EXCERPT PROVIDED:
——————

Music is universal; Wagner’s operas, by the inherent necessities of speech, are necessarily and irrevocably Germanic. “Les Maitres Chanteurs,” “The Dwarfs of Niebelheim,” “Elizabeta,” are impossibilities, whereas, for instance, Beethoven’s “Eroica” labours under no such disadvantage. “Goodbye, My Dearest Swan,” invests part of “Lohengrin” with a certain grotesque colour that no one would ever dream of if there were no necessity for the singer to be tied down to the exigencies of palpable and certainly most materialistic language. The thought in itself is beautiful, but the necessity for the words drags it into the mud.
This certainly shows the difference between the language of music and what is called articulate speech, the purely symbolic and artificial character of the latter, and the direct, unhampered utterance of the former. Music can invariably heighten the poignancy of mere spoken words (which mean nothing in themselves), but words can but rarely, in fact I doubt whether they can ever, heighten the effect of musical declamation. To my mind, listening to Wagner’s operas may be likened to watching a circus with three rings. That containing the music should have our closest attention, for it offers the most wonderful sounds ever imagined by any man. At the same time it is impossible for any human being not to have his attention often lured away to the other rings, in one of which Fricke’s rams vie with the bird and the dragon; or where the phantom ship seems as firmly fixed as the practical rainbow, which so closely betrays the carpenter. In the other ring you can actually hear the dull jokes of Mimi and the Wanderer, or hear Walther explain that he has passed a comfortable night and slept well.

——————

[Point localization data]
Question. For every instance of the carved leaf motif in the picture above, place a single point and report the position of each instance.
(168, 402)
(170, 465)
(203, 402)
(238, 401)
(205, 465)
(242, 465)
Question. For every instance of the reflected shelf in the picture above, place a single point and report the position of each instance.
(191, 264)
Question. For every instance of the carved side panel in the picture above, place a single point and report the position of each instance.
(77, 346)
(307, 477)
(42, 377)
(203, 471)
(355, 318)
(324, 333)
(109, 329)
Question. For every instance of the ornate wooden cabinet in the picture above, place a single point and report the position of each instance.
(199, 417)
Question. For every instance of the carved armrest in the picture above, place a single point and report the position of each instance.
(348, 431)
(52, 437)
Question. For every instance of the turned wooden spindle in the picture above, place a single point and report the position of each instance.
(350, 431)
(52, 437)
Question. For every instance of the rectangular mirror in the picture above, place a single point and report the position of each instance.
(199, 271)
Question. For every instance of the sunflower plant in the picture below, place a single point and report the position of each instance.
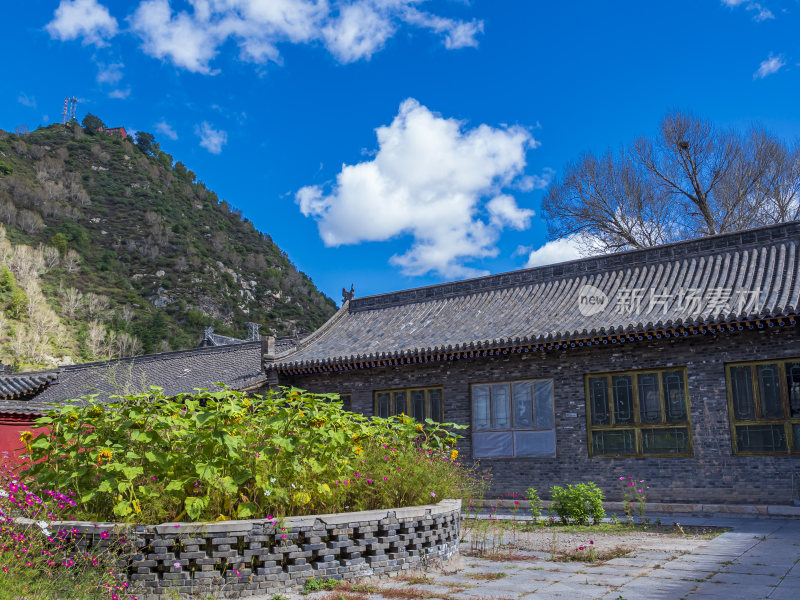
(222, 454)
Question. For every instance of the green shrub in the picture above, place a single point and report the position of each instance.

——————

SET OF TASKS:
**a)** Answer these questions from the passage on Wagner's operas:
(i) Which work by Beethoven is cited as laboring under no such disadvantage as Wagner's operas?
(ii) To what does the author liken listening to Wagner's operas?
(iii) According to the passage, what does the phantom ship seem as firmly fixed as?
**b)** Extend the passage on Wagner's operas, beginning after its final sentence.
The point localization data is unrelated to the passage on Wagner's operas.

RESPONSE LIST:
**a)**
(i) Beethoven's "Eroica."
(ii) Watching a circus with three rings.
(iii) The practical rainbow, which so closely betrays the carpenter.

**b)**
The music to these remarkable scenes, however, does not deign to stoop so low, but soars in wonderful poetry by itself, thus rejecting a union which, to speak in the jargon of our day, is one of the convincing symptoms of decadence; in other words, it springs from the same impulse as that which has produced the circus with three rings.
Summing up, I wish to state what I consider the four elements of music, namely, music that paints, music that suggests, music that actually speaks, and music that almost defies analysis, and is composed of the other three elements.
When we were considering the early works for harpsichord, I said that music could define certain things with quite reasonable exactitude. Just as in the Egyptian hieroglyphics a wavy line stands for water, so it can in music, with the latitude that it can mean anything in nature that we might consider of the same genre. Thus, the figure in Wagner’s “Waldweben” means in that instance waves of air, and we know it by the context. His swaying figure of the “Prelude to Rheingold” is as plainly water as is the same figure used by Mendelssohn in his “Lovely Melusina.” Not that Wagner plagiarized, but that he and Mendelssohn recognized the definiteness of musical suggestions; which is more than proved by their adopting the same musical ideas to indicate the same things.